-- BEGIN Record excerpts --
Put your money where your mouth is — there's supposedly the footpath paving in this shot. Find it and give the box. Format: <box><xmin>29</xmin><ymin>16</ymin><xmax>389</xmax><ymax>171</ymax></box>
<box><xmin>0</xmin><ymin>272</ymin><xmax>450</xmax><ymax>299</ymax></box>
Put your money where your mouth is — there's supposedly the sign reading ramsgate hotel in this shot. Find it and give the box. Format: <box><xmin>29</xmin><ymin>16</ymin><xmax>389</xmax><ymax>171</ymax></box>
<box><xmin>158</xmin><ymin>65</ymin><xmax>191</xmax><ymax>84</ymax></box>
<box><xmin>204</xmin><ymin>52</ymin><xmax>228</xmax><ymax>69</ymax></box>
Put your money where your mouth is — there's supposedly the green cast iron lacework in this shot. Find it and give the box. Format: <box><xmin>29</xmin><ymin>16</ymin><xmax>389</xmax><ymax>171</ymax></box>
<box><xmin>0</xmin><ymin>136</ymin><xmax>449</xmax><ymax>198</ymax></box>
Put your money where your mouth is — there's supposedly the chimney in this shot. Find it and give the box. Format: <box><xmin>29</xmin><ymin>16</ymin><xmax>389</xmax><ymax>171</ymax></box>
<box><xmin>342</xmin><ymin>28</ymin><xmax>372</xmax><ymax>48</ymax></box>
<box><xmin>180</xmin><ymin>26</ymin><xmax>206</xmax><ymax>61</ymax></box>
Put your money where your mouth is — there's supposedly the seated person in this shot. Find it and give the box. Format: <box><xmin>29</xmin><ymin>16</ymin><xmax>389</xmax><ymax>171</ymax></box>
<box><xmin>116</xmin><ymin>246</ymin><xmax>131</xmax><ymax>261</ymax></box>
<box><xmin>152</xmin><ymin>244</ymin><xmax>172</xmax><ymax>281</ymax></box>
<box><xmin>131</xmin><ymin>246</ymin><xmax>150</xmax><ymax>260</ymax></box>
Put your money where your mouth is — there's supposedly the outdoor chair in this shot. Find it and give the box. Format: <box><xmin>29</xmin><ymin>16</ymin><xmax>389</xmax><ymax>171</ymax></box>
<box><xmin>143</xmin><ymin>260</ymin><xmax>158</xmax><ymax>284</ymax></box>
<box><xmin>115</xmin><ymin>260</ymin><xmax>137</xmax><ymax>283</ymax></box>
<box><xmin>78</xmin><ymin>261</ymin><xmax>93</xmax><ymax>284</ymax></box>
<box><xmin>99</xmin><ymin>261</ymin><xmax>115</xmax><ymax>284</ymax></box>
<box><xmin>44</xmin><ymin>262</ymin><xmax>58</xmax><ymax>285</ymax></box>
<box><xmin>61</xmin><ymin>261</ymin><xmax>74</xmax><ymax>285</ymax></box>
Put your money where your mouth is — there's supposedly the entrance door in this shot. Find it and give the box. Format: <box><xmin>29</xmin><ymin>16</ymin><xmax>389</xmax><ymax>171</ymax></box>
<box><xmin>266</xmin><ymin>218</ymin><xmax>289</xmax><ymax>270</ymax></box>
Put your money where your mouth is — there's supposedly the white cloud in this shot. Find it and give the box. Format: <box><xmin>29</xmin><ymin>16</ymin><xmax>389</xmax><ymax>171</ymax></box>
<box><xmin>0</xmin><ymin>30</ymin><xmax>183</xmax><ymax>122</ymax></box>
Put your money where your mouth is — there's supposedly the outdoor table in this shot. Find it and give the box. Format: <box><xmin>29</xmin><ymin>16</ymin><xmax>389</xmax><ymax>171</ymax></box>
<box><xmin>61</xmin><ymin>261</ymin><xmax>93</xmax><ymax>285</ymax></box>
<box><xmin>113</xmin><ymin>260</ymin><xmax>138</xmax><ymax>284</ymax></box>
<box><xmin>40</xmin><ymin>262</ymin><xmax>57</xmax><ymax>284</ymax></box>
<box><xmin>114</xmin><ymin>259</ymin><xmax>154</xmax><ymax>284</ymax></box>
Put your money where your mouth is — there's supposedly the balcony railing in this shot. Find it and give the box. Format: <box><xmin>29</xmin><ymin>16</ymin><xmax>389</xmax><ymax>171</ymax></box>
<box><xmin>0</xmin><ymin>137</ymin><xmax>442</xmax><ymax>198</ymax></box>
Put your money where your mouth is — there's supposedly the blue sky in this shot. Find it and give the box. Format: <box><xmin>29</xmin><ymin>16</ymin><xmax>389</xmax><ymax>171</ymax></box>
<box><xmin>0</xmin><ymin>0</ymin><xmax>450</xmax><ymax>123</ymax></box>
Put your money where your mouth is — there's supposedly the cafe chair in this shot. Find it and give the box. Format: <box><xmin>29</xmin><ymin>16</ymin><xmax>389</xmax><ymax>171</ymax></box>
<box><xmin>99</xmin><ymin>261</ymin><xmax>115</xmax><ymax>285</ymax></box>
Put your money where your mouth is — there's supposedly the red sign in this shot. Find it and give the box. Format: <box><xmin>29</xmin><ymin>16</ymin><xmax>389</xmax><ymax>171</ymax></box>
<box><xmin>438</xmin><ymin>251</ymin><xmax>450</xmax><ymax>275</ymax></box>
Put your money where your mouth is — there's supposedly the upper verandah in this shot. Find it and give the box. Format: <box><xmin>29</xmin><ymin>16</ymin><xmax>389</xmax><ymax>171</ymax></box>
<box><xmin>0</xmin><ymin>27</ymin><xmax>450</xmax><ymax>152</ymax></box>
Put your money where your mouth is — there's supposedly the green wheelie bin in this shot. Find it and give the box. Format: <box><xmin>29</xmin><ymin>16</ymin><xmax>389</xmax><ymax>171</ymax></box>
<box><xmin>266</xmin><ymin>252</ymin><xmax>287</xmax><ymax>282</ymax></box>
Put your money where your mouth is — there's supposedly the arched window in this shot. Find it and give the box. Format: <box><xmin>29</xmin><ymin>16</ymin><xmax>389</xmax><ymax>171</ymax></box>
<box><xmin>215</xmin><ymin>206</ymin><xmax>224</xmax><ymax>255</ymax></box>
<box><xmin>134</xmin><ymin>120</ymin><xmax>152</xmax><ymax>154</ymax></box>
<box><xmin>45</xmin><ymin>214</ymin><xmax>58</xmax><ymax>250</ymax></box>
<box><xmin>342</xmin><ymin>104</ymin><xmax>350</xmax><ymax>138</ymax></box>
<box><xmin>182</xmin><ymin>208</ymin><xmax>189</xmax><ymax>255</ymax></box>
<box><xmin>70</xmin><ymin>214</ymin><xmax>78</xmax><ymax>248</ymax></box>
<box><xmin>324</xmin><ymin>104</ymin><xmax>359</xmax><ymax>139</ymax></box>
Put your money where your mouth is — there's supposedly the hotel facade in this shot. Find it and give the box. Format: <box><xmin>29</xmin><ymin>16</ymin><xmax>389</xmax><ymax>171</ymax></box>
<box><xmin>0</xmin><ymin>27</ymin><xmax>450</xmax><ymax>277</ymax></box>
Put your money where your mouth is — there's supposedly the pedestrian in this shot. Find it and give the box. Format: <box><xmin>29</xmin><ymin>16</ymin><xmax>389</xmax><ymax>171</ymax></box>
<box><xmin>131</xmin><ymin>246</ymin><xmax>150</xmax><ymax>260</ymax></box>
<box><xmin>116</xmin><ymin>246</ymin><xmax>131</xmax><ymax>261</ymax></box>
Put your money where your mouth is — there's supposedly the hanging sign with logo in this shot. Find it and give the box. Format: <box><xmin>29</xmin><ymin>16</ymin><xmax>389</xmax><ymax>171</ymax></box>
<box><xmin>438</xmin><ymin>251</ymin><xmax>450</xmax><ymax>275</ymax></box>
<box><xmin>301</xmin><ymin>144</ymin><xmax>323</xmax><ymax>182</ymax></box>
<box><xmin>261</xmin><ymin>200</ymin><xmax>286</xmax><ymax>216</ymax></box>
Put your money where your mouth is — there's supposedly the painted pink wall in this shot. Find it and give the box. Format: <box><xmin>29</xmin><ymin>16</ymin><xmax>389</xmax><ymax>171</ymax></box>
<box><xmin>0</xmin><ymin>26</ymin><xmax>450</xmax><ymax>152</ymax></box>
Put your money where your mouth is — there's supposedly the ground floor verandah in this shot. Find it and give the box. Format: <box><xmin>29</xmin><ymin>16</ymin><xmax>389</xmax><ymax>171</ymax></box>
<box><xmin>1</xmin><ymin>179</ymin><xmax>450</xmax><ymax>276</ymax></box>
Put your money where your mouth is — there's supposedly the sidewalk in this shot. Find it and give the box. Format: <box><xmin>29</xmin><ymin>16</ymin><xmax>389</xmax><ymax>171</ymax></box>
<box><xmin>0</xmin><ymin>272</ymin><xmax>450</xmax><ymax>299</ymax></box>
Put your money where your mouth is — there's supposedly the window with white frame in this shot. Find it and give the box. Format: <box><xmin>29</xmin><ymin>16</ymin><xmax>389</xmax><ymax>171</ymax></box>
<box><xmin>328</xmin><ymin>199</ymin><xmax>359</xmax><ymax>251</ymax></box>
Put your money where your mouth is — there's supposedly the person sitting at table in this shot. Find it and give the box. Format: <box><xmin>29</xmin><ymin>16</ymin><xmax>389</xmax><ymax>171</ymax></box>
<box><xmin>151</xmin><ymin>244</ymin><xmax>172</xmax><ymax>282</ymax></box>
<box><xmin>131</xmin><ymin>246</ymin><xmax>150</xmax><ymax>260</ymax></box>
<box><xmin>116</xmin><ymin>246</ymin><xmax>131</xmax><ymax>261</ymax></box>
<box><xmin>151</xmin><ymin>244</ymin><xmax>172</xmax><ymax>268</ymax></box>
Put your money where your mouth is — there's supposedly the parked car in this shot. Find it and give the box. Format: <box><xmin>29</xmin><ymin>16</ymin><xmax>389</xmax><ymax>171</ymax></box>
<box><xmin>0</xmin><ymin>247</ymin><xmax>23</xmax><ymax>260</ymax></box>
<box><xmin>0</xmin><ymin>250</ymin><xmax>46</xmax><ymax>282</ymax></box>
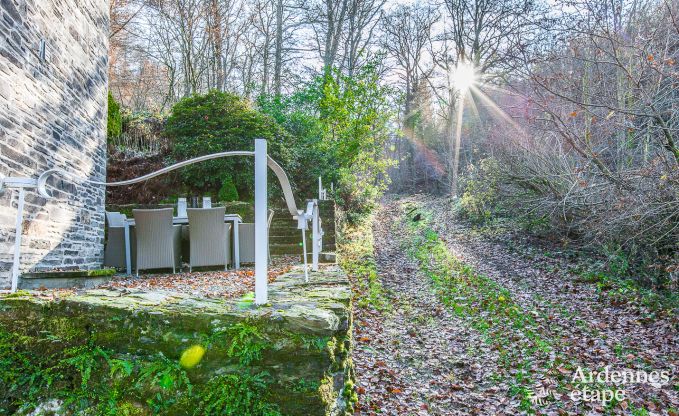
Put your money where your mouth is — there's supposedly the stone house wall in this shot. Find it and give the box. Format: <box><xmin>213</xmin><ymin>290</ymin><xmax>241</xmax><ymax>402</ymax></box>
<box><xmin>0</xmin><ymin>0</ymin><xmax>109</xmax><ymax>289</ymax></box>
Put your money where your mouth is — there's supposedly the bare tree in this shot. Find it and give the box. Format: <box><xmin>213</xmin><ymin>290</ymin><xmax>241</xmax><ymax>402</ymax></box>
<box><xmin>344</xmin><ymin>0</ymin><xmax>386</xmax><ymax>76</ymax></box>
<box><xmin>306</xmin><ymin>0</ymin><xmax>350</xmax><ymax>73</ymax></box>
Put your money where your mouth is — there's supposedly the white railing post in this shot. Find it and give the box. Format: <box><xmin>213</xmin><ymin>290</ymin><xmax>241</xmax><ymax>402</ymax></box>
<box><xmin>311</xmin><ymin>200</ymin><xmax>321</xmax><ymax>272</ymax></box>
<box><xmin>255</xmin><ymin>139</ymin><xmax>269</xmax><ymax>305</ymax></box>
<box><xmin>12</xmin><ymin>186</ymin><xmax>26</xmax><ymax>293</ymax></box>
<box><xmin>0</xmin><ymin>177</ymin><xmax>41</xmax><ymax>293</ymax></box>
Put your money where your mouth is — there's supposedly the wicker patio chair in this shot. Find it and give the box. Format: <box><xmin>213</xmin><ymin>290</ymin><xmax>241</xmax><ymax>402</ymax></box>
<box><xmin>187</xmin><ymin>207</ymin><xmax>231</xmax><ymax>271</ymax></box>
<box><xmin>104</xmin><ymin>211</ymin><xmax>127</xmax><ymax>269</ymax></box>
<box><xmin>238</xmin><ymin>210</ymin><xmax>273</xmax><ymax>263</ymax></box>
<box><xmin>132</xmin><ymin>208</ymin><xmax>181</xmax><ymax>276</ymax></box>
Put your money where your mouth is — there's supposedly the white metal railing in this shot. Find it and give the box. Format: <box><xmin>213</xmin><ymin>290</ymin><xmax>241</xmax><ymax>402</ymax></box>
<box><xmin>318</xmin><ymin>176</ymin><xmax>335</xmax><ymax>201</ymax></box>
<box><xmin>0</xmin><ymin>139</ymin><xmax>323</xmax><ymax>305</ymax></box>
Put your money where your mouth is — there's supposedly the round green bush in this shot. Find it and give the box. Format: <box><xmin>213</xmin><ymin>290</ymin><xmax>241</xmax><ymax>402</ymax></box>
<box><xmin>106</xmin><ymin>91</ymin><xmax>123</xmax><ymax>140</ymax></box>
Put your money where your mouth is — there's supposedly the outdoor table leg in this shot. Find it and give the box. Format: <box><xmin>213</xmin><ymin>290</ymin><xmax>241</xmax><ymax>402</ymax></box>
<box><xmin>125</xmin><ymin>221</ymin><xmax>132</xmax><ymax>276</ymax></box>
<box><xmin>233</xmin><ymin>219</ymin><xmax>240</xmax><ymax>269</ymax></box>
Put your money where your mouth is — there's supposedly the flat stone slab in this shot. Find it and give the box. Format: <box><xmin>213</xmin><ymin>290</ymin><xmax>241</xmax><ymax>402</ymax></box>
<box><xmin>0</xmin><ymin>265</ymin><xmax>351</xmax><ymax>415</ymax></box>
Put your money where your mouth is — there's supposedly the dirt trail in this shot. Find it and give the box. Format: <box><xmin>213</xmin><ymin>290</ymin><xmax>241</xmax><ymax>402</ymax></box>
<box><xmin>354</xmin><ymin>197</ymin><xmax>679</xmax><ymax>415</ymax></box>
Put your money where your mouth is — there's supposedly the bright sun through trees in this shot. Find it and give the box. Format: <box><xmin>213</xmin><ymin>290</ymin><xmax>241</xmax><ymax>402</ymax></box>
<box><xmin>0</xmin><ymin>0</ymin><xmax>679</xmax><ymax>416</ymax></box>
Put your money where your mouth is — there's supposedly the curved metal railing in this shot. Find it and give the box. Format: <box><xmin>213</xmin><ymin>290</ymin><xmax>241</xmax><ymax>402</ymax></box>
<box><xmin>0</xmin><ymin>139</ymin><xmax>323</xmax><ymax>304</ymax></box>
<box><xmin>37</xmin><ymin>151</ymin><xmax>298</xmax><ymax>218</ymax></box>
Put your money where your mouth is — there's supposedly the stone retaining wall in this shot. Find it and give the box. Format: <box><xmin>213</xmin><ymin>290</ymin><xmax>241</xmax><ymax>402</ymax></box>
<box><xmin>0</xmin><ymin>266</ymin><xmax>355</xmax><ymax>415</ymax></box>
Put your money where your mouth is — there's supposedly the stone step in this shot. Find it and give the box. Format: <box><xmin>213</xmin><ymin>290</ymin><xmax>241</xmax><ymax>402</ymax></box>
<box><xmin>269</xmin><ymin>242</ymin><xmax>336</xmax><ymax>255</ymax></box>
<box><xmin>299</xmin><ymin>251</ymin><xmax>337</xmax><ymax>264</ymax></box>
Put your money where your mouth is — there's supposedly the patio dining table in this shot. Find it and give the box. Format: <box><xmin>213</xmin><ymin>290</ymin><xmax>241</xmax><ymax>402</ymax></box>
<box><xmin>125</xmin><ymin>214</ymin><xmax>243</xmax><ymax>275</ymax></box>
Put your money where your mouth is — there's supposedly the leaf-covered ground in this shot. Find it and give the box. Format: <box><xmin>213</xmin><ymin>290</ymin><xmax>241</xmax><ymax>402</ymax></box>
<box><xmin>353</xmin><ymin>197</ymin><xmax>679</xmax><ymax>415</ymax></box>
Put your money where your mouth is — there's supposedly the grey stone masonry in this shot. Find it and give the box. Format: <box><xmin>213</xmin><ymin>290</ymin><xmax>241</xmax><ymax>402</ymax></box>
<box><xmin>0</xmin><ymin>0</ymin><xmax>109</xmax><ymax>289</ymax></box>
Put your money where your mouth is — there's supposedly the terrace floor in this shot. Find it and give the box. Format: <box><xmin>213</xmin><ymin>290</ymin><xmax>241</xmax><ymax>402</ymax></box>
<box><xmin>27</xmin><ymin>255</ymin><xmax>300</xmax><ymax>299</ymax></box>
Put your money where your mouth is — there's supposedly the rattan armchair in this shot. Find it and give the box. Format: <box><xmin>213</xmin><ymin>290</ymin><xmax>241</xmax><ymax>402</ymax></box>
<box><xmin>187</xmin><ymin>207</ymin><xmax>231</xmax><ymax>271</ymax></box>
<box><xmin>132</xmin><ymin>208</ymin><xmax>181</xmax><ymax>276</ymax></box>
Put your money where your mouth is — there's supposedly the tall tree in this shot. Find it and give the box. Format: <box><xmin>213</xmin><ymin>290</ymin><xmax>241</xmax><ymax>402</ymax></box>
<box><xmin>382</xmin><ymin>5</ymin><xmax>439</xmax><ymax>130</ymax></box>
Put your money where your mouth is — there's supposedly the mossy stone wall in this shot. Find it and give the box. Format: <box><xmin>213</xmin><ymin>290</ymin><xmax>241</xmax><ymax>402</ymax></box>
<box><xmin>0</xmin><ymin>266</ymin><xmax>352</xmax><ymax>415</ymax></box>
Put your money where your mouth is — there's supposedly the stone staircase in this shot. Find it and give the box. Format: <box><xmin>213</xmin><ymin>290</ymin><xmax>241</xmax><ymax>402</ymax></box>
<box><xmin>269</xmin><ymin>201</ymin><xmax>336</xmax><ymax>258</ymax></box>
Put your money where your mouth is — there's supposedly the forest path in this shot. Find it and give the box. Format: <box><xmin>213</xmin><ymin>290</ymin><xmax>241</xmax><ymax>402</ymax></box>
<box><xmin>354</xmin><ymin>200</ymin><xmax>507</xmax><ymax>415</ymax></box>
<box><xmin>354</xmin><ymin>196</ymin><xmax>679</xmax><ymax>416</ymax></box>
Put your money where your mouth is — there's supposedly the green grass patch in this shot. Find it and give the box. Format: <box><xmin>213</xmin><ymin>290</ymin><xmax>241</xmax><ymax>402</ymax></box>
<box><xmin>338</xmin><ymin>213</ymin><xmax>390</xmax><ymax>311</ymax></box>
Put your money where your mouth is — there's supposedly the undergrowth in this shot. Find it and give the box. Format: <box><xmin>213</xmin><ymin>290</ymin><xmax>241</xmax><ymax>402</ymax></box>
<box><xmin>338</xmin><ymin>211</ymin><xmax>390</xmax><ymax>311</ymax></box>
<box><xmin>397</xmin><ymin>202</ymin><xmax>565</xmax><ymax>413</ymax></box>
<box><xmin>0</xmin><ymin>324</ymin><xmax>280</xmax><ymax>416</ymax></box>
-- END Record excerpts --
■ **Exercise**: Format the data from the line containing "supposedly the undergrowth" through the end of the data, inclusive, as a two-column CSV with the columns request and response, one row per request. Put each value in its own quoted field and replace any line breaks with spaces.

■ **The output**:
request,response
"Put your money where your mouth is — there's supposedly the undergrowth in this shot. Find it and give the box. Format: <box><xmin>213</xmin><ymin>290</ymin><xmax>241</xmax><ymax>402</ymax></box>","<box><xmin>338</xmin><ymin>211</ymin><xmax>390</xmax><ymax>311</ymax></box> <box><xmin>397</xmin><ymin>202</ymin><xmax>565</xmax><ymax>413</ymax></box> <box><xmin>0</xmin><ymin>324</ymin><xmax>280</xmax><ymax>416</ymax></box>"